§ **Exercise instructions**: Reproduce every line of the material below, requests included, and offset each bounding-box coordinate in the answers by -134.

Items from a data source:

****************

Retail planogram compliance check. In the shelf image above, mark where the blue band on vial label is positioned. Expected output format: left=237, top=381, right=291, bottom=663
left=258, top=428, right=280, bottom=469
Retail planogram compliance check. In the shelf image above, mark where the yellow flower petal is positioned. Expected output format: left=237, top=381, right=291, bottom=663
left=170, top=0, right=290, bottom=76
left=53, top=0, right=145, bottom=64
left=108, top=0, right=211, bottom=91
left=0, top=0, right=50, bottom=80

****************

§ **Exercise response**:
Retail planogram compliance check. In the shelf image above, mark where the blue band on vial label is positioned. Expected output format: left=237, top=381, right=291, bottom=663
left=124, top=294, right=146, bottom=335
Retail planogram compliance check. In the shelf image above, mark where the yellow flower petal is positioned. Expected output format: left=237, top=381, right=291, bottom=663
left=36, top=-134, right=156, bottom=-58
left=-81, top=-134, right=11, bottom=-70
left=-26, top=-134, right=77, bottom=-43
left=-134, top=-134, right=-84, bottom=-54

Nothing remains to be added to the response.